* Task prompt:
Reproduce every entry below verbatim, leaving the pictures out of your output.

━━━━━━

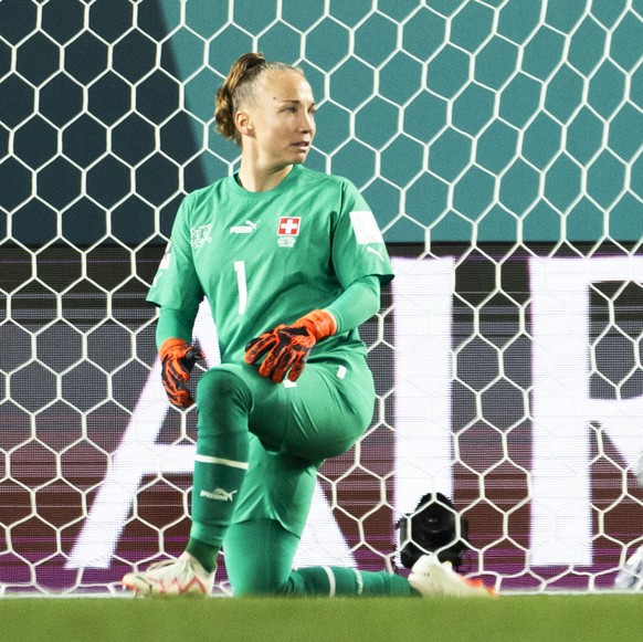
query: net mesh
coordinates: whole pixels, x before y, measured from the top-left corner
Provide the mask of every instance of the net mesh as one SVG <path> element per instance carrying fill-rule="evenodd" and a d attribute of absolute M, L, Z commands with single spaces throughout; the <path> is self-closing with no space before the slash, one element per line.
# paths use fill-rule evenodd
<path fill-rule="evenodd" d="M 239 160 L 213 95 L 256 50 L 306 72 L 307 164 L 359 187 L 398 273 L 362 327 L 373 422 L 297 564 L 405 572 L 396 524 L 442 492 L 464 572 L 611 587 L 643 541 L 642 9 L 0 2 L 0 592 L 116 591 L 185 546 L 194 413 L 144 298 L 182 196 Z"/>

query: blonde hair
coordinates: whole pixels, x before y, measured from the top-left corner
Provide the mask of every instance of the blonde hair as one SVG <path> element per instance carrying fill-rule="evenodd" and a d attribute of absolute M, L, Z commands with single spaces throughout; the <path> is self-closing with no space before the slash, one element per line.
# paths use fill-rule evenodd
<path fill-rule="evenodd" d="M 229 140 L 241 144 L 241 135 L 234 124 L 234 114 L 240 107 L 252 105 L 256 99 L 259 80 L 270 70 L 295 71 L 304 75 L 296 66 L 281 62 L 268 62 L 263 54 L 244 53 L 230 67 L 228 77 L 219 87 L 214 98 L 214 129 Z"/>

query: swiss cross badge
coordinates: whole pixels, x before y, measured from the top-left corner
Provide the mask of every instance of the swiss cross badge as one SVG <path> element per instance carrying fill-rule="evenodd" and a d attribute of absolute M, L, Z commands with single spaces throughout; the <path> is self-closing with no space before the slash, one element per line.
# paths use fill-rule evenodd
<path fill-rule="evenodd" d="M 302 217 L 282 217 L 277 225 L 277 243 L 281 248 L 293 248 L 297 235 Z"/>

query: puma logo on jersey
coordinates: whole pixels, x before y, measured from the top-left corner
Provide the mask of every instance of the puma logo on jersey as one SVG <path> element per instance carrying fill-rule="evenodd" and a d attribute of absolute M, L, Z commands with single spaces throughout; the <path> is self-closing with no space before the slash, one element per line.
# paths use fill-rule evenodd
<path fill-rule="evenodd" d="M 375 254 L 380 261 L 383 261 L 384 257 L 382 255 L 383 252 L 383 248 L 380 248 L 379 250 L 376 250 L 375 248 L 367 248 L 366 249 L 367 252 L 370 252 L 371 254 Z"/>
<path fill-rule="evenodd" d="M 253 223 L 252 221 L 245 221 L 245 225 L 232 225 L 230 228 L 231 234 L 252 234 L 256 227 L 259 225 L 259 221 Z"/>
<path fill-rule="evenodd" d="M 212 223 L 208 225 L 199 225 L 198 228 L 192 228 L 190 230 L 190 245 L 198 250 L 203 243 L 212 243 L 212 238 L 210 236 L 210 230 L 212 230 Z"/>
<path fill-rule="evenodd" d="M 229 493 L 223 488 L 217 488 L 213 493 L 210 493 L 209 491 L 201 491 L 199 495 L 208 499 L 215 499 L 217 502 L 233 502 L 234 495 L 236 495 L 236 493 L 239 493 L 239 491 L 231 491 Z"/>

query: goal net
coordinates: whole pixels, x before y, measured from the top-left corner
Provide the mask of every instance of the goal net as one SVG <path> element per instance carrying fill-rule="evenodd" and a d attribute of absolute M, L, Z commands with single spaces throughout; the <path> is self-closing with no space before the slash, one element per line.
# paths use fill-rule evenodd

━━━━━━

* Exercise solution:
query: net mesh
coordinates: whole pixels, x before y, measured from the top-left corner
Provide the mask of every instance of the net mesh as one SVG <path> element per instance carrying fill-rule="evenodd" and a d attribute of absolute M, L, Z commands with single spaces throughout; the <path> is self-closing with no space before the slash, one element per line.
# paths use fill-rule evenodd
<path fill-rule="evenodd" d="M 239 160 L 213 95 L 256 50 L 306 72 L 307 164 L 359 187 L 398 273 L 362 327 L 373 422 L 297 564 L 405 572 L 396 524 L 442 492 L 464 572 L 611 587 L 643 541 L 642 9 L 0 2 L 0 592 L 116 591 L 185 546 L 194 413 L 144 298 L 182 196 Z"/>

query: blonde hair
coordinates: whole pixels, x before y, measured from the top-left corner
Provide the mask of every instance of the blonde hair as one SVG <path> element per instance carrying fill-rule="evenodd" and a d attribute of absolute M, L, Z commands with single spaces throughout; the <path> is self-closing with no space before the slash, one element per line.
# paths use fill-rule evenodd
<path fill-rule="evenodd" d="M 229 140 L 241 144 L 241 135 L 234 124 L 234 114 L 240 107 L 252 105 L 256 99 L 259 80 L 270 70 L 295 71 L 304 75 L 296 66 L 281 62 L 268 62 L 263 54 L 244 53 L 230 67 L 228 77 L 219 87 L 214 98 L 214 129 Z"/>

query: swiss cross badge
coordinates: whole pixels, x before y, measured from the top-left corner
Provide the mask of every instance of the swiss cross badge as one SVG <path> element per instance carrying fill-rule="evenodd" and a d attribute of absolute M, L, Z commands with single spaces throughout; the <path> is self-closing with no space before the slash, one element per line.
# paths use fill-rule evenodd
<path fill-rule="evenodd" d="M 302 217 L 282 217 L 277 225 L 277 243 L 281 248 L 293 248 L 297 235 Z"/>

query: puma logo on jersey
coordinates: whole pixels, x before y, measured from the top-left corner
Provide the mask of every instance of the puma logo on jersey as one SVG <path> element per instance carrying fill-rule="evenodd" and a d attribute of absolute M, L, Z commands with single spaces throughout; the <path> is self-closing with no space before the slash, one element per line.
# paths use fill-rule evenodd
<path fill-rule="evenodd" d="M 375 254 L 380 261 L 383 261 L 384 257 L 382 255 L 383 252 L 383 248 L 380 248 L 379 250 L 376 250 L 375 248 L 367 248 L 366 249 L 367 252 L 370 252 L 371 254 Z"/>
<path fill-rule="evenodd" d="M 253 223 L 252 221 L 245 221 L 245 225 L 232 225 L 230 228 L 231 234 L 252 234 L 256 227 L 259 225 L 259 221 Z"/>
<path fill-rule="evenodd" d="M 212 223 L 208 225 L 199 225 L 198 228 L 192 228 L 190 230 L 190 245 L 198 250 L 203 243 L 212 243 L 212 238 L 210 236 L 210 230 L 212 230 Z"/>
<path fill-rule="evenodd" d="M 229 493 L 223 488 L 217 488 L 213 493 L 210 493 L 209 491 L 201 491 L 199 495 L 208 499 L 215 499 L 217 502 L 233 502 L 234 495 L 236 495 L 236 493 L 239 493 L 239 491 L 231 491 Z"/>

query: goal net
coordinates: whole pixels, x before y, measured from the top-left corner
Provide the mask of every instance of the goal net as one SVG <path> element per instance carrying fill-rule="evenodd" and a d attribute of absolute M, L, Z commands with single spaces throughout; the <path> is self-closing with no space before the slash, one element per line.
# paths use fill-rule evenodd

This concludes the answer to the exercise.